● Directions
Convert the lines from the one containing "Wildlife-tally request: point out every instance of the leafy" through the final line into a Markdown table with the columns "Row" and "Line", omitting any blank lines.

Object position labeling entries
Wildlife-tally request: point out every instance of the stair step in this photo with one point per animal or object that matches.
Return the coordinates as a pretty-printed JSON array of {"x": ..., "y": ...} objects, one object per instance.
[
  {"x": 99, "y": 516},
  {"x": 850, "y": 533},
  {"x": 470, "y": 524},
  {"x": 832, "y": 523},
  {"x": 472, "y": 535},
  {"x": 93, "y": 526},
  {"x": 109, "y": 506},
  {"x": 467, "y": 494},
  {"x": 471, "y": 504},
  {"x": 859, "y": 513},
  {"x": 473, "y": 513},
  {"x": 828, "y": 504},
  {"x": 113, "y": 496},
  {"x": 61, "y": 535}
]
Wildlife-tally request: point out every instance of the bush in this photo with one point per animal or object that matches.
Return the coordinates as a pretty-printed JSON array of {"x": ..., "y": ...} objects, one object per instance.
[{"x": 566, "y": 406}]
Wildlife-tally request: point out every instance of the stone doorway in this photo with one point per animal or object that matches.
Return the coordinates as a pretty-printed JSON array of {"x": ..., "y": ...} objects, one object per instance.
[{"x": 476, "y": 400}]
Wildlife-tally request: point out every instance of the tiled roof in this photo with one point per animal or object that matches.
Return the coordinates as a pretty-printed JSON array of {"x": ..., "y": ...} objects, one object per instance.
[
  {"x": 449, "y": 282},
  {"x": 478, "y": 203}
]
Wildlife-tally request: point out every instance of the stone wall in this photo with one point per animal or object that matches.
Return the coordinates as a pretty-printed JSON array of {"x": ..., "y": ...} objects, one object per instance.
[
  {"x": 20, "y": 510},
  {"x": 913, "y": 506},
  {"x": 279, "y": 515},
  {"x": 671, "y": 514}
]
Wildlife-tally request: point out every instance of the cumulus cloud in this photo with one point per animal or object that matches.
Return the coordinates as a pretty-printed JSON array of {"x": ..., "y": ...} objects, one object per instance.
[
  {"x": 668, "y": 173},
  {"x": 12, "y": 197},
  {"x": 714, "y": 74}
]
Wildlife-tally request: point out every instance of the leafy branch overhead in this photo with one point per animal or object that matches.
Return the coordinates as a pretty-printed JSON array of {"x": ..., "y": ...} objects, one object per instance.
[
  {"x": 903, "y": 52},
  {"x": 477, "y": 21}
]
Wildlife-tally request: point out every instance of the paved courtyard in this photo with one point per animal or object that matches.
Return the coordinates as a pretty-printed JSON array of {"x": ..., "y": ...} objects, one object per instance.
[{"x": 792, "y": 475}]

● Output
| Row | Line |
|---|---|
| 1 | Wildlife-tally request: point out every instance of the leafy branch overhead in this photo with one point per animal or object that matches. |
| 2 | Return the coordinates as a pretty-printed JSON array of {"x": ..., "y": ...} objects, one object per instance. |
| 3 | [ |
| 4 |   {"x": 903, "y": 52}, |
| 5 |   {"x": 477, "y": 21} |
| 6 | ] |
| 7 | Wildlife-tally request: point out every instance of the paved courtyard in this photo with one point per animal or object that matches. |
| 8 | Return the coordinates as a pretty-printed JSON array of {"x": ..., "y": ...} objects, one object per instance. |
| 9 | [{"x": 792, "y": 475}] |